Text
---+---
# Cell Phone Case Sublimation- Heat Transfer



## CrazyLarry (Nov 27, 2013)

Hello,

Larry here... first post but have been viewing the forums for a long time.

I just bought a DK20S and am having issues getting my cases to turn out right. Whenever I press at 400 degrees for 1 minute most of the cases still come out white with only partial image sublimated over. If I leave it in there too much longer than it gets toasted...

Is the heat too high? Is the pressure too high or too light? What gives.... ? I've wasted about 30 blanks tonight on this so I don't want it to get too much more expensive. This heat press is a beast, almost through out my back lifting it.

Thank you!


----------



## iainlondon (May 11, 2010)

Are you using Sublimation Ink & Paper? I normally press at 380 for 40 seconds (adding on 2 seconds for each other metal) and light pressure, mine turn out great.................


----------



## CrazyLarry (Nov 27, 2013)

Yes, I have another heat press but it was some junky one I bought on Amazon for $100 or so.... If I have too much pressure then the paper completely cakes onto the case, not enough pressure then the image doesn't transfer over completely. I've left the temperature at 390 and I'm doing about 4 cases at once.

It was about 1 minute right? When I take them off the heat press should I wait until they completely cool off?

Thank you,
Larry


----------



## GordonM (May 21, 2012)

Metal really wants to have a light pressure, or else you could get bad orange peel (looks like watermarks) over the image. This is the surface of the paper impressing into the softened coating of the blank.

Be sure the bottom platen is pre-heated. Doesn't have to be volcano hot, but your press may not be recovering fast enough to full temperature before the covers are fully sublimated.

Try doing one cover at a time until you get the time, temperature, and pressure right.

You should peel off the paper immediately. Use heat tape to hold the transfer on the cover. When time's up, tear the paper apart on the front to remove it. Avoid touching even the edges of the hot cover, as the coating is still very soft and easily damaged.


----------



## CrazyLarry (Nov 27, 2013)

I think I have it figured out!! 

Next question, this orange peel? Is this the stuff on the metal insert that looks like its water marks when looked at from the corner in light? How do I get rid of that?? Is that too much pressure or too high of heat or neither?

Thank you!!!


----------



## djque (Feb 5, 2013)

To much pressure. Make sure your printing on the right side of the paper.the slick side


----------



## into the T (Aug 22, 2015)

dibimi said:


> Hello,
> 
> I'm currently trying to use the ST3042 machine with Sawgrass SG400 printer for phone cases but quite disappointed with the heat press and hope that here I could find help from you!
> 
> ...


this thread is almost a decade old, and that poster you quoted has not been here for almost 8 years
maybe start a new thread


----------
---+---
Given data
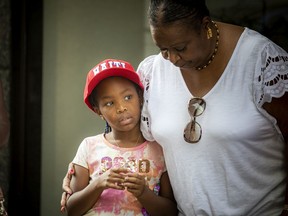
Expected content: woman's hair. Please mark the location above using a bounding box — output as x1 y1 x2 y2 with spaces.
148 0 210 28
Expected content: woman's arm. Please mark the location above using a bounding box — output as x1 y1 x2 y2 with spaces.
263 92 288 216
0 81 10 148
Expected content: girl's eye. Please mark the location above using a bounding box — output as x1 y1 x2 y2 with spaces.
105 102 113 107
175 47 186 52
125 95 132 100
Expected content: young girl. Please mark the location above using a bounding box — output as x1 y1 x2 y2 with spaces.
66 59 177 216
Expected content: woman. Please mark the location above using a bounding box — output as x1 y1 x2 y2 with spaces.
64 0 288 215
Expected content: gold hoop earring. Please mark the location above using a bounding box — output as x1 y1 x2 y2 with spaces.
207 27 213 40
---+---
Work instructions
In the phone case sublimation thread above, rewrite everything from "Larry here... first" down to "back lifting it.", swapping "blanks" for "case blanks".

Expected output
Larry here... first post but have been viewing the forums for a long time.

I just bought a DK20S and am having issues getting my cases to turn out right. Whenever I press at 400 degrees for 1 minute most of the cases still come out white with only partial image sublimated over. If I leave it in there too much longer than it gets toasted...

Is the heat too high? Is the pressure too high or too light? What gives.... ? I've wasted about 30 case blanks tonight on this so I don't want it to get too much more expensive. This heat press is a beast, almost through out my back lifting it.